The military operates one of the largest fleets of specialized airplanes in the world. Supersonic fighters and bombers fly combat missions. Large transports carry troops and equipment. Intelligence gathering airplanes take photographs from high altitudes. Military airplane pilots fly the thousands of jet and propeller airplanes operated by the services.
Airplane pilots in the military perform some or all of the following duties:
• Check weather reports to learn about flying conditions
• Contact air traffic controllers to obtain take-off and landing instructions
• Develop flight plans showing air routes and schedules
• Fly airplanes by controlling engines, rudders, elevators, and other controls
• Monitor gauges and dials located on cockpit control panels
• Perform combat maneuvers, take photographs, transport equipment, and patrol areas to carry out flight missions
Airplane pilots must pass the most demanding physical test of any job in the military. To be accepted for pilot training, applicants must have 20/20 vision and be in top physical condition. They must have very good eye-hand coordination and have extremely quick reaction times to maneuver at high speeds.
A four-year college degree is normally required to enter this occupation. Although the military has many women pilots, specialties involving duty in combat airplanes are open only to men.

************

* _What you will do_
Please copy the passage on military airplane pilots word for word, from "The military operates" to "by the services.".

************

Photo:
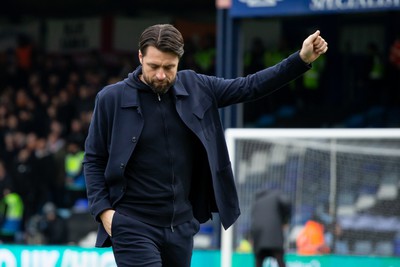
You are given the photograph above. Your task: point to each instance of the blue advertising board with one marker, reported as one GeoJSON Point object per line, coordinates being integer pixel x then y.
{"type": "Point", "coordinates": [257, 8]}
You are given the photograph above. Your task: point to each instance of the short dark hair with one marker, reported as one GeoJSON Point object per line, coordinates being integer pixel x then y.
{"type": "Point", "coordinates": [164, 37]}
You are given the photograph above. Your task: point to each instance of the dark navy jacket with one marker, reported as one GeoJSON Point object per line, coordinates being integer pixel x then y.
{"type": "Point", "coordinates": [117, 123]}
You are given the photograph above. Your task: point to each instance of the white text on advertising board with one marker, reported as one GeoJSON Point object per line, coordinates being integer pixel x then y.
{"type": "Point", "coordinates": [352, 4]}
{"type": "Point", "coordinates": [260, 3]}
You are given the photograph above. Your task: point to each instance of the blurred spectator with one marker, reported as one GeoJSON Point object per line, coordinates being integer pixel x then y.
{"type": "Point", "coordinates": [5, 178]}
{"type": "Point", "coordinates": [394, 71]}
{"type": "Point", "coordinates": [11, 208]}
{"type": "Point", "coordinates": [204, 56]}
{"type": "Point", "coordinates": [311, 239]}
{"type": "Point", "coordinates": [254, 58]}
{"type": "Point", "coordinates": [52, 226]}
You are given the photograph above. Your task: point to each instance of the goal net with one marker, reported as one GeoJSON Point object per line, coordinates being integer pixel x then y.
{"type": "Point", "coordinates": [347, 176]}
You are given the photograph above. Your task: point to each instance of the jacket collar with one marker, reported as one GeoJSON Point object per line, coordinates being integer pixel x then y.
{"type": "Point", "coordinates": [130, 94]}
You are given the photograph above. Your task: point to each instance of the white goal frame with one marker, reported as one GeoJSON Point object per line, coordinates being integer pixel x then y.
{"type": "Point", "coordinates": [233, 134]}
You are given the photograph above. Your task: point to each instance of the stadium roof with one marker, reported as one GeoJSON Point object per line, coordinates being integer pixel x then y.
{"type": "Point", "coordinates": [46, 8]}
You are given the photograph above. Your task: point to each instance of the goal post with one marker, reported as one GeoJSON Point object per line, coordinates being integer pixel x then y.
{"type": "Point", "coordinates": [348, 176]}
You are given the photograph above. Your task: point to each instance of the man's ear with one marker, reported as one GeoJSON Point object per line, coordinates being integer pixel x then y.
{"type": "Point", "coordinates": [140, 55]}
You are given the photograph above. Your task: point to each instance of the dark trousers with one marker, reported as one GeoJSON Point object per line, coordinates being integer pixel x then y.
{"type": "Point", "coordinates": [273, 253]}
{"type": "Point", "coordinates": [137, 244]}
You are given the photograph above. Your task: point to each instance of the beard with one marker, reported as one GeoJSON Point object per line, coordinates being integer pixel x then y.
{"type": "Point", "coordinates": [159, 87]}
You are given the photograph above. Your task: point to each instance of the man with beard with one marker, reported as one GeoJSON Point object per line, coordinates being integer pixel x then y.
{"type": "Point", "coordinates": [156, 162]}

************

* _Task result_
The military operates one of the largest fleets of specialized airplanes in the world. Supersonic fighters and bombers fly combat missions. Large transports carry troops and equipment. Intelligence gathering airplanes take photographs from high altitudes. Military airplane pilots fly the thousands of jet and propeller airplanes operated by the services.